• Task statement
Beginning with the line that holds "Target: cabinet door", set down each line of the data below through the very last, exactly as given, and nothing beyond that.

• Records contained in a dataset
---

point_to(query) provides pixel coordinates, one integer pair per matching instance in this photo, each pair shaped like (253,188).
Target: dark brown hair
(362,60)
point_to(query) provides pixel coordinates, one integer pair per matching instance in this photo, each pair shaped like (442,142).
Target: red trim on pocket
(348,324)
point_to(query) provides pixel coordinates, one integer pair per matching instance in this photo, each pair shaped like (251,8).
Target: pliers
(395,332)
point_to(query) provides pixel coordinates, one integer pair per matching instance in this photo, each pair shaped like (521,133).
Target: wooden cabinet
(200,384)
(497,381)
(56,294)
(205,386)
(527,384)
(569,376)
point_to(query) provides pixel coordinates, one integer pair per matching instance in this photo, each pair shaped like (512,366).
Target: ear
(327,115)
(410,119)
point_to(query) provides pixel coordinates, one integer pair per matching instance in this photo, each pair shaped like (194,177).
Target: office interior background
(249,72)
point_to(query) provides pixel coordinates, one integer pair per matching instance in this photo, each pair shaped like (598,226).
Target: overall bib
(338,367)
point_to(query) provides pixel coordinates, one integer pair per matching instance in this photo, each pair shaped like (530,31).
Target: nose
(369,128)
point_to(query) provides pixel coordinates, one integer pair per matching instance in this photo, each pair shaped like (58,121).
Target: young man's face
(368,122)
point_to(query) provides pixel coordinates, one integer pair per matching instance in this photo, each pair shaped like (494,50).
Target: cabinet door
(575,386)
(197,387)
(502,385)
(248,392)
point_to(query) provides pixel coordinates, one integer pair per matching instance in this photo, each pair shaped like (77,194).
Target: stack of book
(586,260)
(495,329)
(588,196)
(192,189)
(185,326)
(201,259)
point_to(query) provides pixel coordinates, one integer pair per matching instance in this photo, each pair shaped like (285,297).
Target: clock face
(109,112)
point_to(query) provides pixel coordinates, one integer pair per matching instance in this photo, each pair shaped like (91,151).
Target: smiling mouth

---

• Your solution
Target: cabinet door
(575,386)
(197,387)
(502,385)
(248,392)
point_to(query) provides pixel coordinates, one integer pair per matching instance in this photo, each pair shaped like (77,194).
Target: stack of book
(586,260)
(495,329)
(588,196)
(192,189)
(185,326)
(201,259)
point_to(query) provides pixel coordinates, one integer pair per matching instance in this photo, each pair shaped like (285,297).
Target: clock face
(109,112)
point_to(query) provides pixel coordinates, one integer pair per matching instance in this photo, each pair shaped like (91,151).
Target: smiling mouth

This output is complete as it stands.